(Dataset entries)
>>>

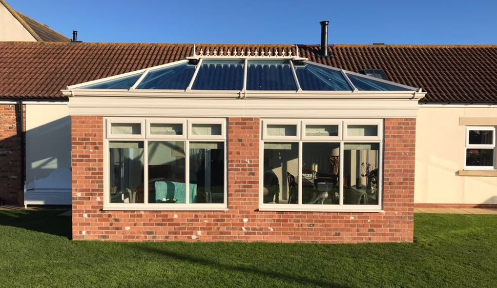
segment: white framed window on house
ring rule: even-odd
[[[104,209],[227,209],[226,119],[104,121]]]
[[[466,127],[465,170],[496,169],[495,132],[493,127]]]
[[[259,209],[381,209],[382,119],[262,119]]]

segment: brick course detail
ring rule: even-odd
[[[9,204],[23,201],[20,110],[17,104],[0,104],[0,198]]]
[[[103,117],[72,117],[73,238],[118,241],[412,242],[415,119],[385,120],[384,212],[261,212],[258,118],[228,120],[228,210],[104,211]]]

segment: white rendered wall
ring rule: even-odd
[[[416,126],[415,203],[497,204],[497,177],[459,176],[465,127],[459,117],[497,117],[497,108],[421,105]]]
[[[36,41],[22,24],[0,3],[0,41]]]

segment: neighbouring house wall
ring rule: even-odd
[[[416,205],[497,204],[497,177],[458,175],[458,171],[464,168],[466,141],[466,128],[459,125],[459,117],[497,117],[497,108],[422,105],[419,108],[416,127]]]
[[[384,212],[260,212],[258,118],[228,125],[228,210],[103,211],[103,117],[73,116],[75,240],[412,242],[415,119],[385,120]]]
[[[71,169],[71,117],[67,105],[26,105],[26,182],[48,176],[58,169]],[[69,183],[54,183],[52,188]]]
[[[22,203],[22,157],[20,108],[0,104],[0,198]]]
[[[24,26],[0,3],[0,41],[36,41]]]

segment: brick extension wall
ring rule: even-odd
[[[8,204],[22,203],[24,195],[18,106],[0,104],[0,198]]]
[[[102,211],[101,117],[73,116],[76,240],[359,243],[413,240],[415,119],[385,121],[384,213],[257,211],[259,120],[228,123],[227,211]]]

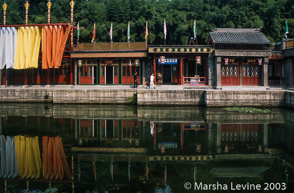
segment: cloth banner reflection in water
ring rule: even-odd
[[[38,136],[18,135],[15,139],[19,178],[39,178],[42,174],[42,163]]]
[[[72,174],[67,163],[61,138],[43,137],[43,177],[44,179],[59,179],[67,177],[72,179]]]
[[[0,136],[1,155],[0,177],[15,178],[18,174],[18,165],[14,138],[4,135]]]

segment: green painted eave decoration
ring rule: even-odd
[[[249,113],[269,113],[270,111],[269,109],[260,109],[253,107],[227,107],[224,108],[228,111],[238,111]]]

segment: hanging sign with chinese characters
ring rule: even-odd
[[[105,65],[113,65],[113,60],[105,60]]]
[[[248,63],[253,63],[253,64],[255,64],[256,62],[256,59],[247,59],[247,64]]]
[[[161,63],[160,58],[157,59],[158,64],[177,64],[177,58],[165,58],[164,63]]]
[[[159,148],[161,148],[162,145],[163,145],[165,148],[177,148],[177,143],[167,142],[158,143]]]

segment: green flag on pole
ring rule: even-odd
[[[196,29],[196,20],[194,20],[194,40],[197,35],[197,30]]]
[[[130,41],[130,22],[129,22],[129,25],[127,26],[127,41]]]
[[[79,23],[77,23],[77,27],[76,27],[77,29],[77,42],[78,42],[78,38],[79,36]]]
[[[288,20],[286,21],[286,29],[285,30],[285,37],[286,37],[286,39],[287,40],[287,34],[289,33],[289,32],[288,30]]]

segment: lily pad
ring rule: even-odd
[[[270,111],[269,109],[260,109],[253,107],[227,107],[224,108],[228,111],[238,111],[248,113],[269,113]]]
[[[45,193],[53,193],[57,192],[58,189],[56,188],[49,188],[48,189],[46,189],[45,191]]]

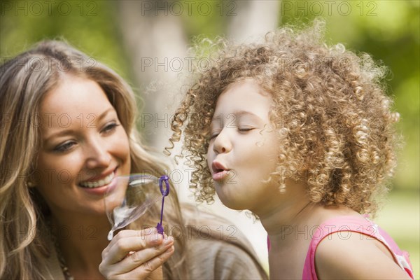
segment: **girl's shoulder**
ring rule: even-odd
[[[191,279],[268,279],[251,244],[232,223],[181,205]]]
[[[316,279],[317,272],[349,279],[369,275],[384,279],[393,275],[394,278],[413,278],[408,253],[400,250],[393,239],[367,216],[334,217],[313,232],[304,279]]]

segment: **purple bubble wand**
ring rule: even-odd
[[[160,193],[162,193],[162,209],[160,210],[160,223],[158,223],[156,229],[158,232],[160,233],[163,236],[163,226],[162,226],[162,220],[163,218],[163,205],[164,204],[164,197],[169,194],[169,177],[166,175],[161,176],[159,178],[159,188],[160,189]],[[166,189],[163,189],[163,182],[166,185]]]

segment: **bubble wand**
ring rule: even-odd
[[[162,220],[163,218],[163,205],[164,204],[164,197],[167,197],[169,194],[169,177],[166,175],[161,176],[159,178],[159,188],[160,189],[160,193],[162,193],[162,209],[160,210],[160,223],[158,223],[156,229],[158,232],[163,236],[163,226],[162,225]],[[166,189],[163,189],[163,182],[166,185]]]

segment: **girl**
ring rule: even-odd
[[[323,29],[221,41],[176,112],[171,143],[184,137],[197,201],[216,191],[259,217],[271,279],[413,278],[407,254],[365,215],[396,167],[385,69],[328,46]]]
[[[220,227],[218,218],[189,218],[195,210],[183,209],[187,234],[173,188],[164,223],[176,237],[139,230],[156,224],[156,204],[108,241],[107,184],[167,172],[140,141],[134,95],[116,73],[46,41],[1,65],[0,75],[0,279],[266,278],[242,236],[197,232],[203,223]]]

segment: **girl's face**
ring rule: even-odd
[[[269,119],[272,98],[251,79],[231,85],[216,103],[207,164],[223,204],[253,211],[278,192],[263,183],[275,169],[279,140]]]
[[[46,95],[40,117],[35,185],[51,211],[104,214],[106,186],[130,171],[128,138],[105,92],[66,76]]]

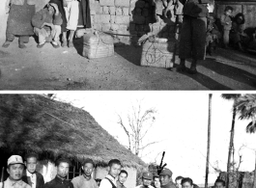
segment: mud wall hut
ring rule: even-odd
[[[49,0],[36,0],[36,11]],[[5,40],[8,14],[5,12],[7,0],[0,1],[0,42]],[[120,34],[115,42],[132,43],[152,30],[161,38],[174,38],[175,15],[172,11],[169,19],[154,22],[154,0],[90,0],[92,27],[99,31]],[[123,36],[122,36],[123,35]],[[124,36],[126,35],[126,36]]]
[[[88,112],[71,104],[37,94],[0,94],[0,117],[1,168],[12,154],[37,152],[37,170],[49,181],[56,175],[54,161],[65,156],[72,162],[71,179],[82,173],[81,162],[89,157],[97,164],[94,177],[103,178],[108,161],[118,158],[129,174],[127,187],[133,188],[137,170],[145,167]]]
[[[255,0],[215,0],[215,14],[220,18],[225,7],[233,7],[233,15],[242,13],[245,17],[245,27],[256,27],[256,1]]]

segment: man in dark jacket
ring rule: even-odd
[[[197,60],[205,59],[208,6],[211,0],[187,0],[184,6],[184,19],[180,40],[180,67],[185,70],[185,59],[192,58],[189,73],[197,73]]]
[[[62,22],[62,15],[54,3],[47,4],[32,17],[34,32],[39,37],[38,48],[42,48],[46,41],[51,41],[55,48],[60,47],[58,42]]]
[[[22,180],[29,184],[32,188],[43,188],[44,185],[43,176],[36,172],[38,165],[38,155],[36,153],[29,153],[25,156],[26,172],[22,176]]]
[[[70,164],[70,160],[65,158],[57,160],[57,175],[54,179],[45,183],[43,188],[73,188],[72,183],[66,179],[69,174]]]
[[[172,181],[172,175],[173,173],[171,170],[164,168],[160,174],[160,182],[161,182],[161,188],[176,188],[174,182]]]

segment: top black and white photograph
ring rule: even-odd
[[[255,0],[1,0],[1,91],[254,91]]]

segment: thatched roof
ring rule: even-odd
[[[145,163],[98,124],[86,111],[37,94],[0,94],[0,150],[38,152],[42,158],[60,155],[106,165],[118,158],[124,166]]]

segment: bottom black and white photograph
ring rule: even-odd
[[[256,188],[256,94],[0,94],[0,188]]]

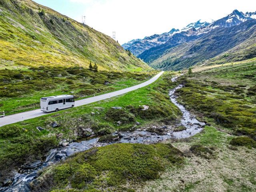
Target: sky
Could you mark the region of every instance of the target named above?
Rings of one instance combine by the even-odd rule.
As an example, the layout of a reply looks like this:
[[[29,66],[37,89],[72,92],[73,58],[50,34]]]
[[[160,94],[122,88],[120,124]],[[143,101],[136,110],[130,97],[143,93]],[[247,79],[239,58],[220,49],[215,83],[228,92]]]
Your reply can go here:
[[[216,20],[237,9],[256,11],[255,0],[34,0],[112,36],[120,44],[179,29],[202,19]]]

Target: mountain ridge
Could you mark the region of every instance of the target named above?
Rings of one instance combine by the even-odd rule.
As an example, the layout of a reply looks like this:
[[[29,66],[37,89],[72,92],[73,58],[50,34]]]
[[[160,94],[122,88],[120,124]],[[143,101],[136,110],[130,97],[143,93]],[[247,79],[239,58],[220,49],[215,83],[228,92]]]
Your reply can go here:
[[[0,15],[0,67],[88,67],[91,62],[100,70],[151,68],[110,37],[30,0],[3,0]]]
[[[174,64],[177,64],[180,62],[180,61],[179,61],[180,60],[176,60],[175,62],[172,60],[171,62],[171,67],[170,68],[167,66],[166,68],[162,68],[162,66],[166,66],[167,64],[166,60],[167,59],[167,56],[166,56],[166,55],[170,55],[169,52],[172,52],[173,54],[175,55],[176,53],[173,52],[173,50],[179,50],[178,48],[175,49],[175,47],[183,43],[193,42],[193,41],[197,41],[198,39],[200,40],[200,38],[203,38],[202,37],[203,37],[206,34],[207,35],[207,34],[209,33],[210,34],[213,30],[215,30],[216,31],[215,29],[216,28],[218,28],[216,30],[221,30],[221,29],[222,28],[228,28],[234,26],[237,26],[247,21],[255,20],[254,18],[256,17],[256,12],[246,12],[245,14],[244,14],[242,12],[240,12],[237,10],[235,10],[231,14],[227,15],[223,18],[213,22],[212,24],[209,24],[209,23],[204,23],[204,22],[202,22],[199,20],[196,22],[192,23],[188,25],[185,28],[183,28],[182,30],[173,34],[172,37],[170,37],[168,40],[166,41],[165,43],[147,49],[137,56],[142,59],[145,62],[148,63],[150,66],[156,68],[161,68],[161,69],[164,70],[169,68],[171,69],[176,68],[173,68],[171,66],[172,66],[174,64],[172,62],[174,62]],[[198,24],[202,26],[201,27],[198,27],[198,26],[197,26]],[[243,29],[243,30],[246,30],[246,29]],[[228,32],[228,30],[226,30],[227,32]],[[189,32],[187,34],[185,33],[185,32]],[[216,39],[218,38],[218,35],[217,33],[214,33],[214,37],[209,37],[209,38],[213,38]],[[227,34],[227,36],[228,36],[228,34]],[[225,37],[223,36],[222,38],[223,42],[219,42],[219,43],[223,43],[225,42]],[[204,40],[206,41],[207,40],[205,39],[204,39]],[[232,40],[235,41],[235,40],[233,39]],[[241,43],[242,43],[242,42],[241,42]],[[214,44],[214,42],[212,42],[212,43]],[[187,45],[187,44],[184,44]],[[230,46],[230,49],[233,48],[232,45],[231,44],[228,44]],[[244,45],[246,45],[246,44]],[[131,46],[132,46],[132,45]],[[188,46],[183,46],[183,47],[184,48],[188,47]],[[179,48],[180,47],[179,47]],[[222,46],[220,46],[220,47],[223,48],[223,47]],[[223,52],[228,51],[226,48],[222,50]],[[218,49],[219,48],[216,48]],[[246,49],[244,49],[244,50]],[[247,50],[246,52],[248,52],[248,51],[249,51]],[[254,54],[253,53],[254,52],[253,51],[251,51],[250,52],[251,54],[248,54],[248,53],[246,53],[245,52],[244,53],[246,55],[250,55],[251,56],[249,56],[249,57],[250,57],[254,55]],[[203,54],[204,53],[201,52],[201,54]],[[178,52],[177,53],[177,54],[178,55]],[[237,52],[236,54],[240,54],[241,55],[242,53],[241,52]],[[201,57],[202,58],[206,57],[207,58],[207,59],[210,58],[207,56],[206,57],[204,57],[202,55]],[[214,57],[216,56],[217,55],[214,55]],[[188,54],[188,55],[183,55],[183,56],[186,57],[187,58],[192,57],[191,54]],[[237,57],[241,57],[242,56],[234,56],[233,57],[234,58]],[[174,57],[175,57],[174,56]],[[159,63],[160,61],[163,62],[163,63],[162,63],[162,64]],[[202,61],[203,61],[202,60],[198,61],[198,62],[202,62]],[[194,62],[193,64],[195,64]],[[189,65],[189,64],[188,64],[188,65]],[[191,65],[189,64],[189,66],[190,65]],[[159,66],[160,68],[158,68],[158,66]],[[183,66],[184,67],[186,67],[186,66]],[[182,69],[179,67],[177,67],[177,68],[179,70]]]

<<<

■ Objective
Reproduce the material word for word, starting at its beginning and stopping after the line that has "[[[259,209],[381,209],[382,119],[262,119]]]". Leave the pictures out of your answer.

■ Answer
segment: white framed window on house
ring rule: even-odd
[[[104,209],[227,209],[226,119],[104,121]]]
[[[466,127],[465,170],[496,169],[495,132],[493,127]]]
[[[259,209],[381,209],[382,119],[262,119]]]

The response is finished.